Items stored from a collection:
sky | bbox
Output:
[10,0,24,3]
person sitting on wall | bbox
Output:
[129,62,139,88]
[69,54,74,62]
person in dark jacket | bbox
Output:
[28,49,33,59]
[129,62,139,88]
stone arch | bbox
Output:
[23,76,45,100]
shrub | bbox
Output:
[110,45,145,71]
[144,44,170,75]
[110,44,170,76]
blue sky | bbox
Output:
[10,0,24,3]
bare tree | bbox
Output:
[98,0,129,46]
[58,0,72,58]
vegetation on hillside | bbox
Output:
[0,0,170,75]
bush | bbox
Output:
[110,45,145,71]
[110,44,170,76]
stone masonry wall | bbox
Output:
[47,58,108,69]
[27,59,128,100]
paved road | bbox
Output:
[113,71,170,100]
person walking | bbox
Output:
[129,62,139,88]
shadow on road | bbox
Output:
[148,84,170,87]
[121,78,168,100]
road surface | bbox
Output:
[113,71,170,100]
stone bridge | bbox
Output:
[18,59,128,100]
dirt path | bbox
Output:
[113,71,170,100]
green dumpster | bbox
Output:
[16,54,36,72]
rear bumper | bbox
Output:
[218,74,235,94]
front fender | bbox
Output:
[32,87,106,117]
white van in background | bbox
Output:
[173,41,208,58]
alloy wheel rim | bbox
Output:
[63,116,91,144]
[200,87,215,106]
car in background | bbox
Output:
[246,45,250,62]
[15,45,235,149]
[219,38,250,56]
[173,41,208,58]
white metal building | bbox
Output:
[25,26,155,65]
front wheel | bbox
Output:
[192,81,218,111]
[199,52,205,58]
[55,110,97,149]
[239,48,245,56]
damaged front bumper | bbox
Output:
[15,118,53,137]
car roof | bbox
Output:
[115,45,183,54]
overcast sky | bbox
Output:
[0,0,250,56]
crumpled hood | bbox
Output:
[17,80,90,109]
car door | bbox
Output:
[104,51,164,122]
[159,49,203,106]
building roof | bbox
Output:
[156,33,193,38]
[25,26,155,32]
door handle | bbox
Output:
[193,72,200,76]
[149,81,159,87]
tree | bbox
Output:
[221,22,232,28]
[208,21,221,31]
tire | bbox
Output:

WORK INSTRUCTIONS: Return, without any change, the stretch of the items from the line containing "building roof | bbox" through the final line of the items.

WRITTEN REPLY:
building roof | bbox
Output:
[156,33,193,38]
[25,26,155,32]
door handle | bbox
Output:
[193,72,200,76]
[149,81,159,87]
tree | bbox
Output:
[221,22,232,28]
[208,21,221,31]
tire | bbox
Output:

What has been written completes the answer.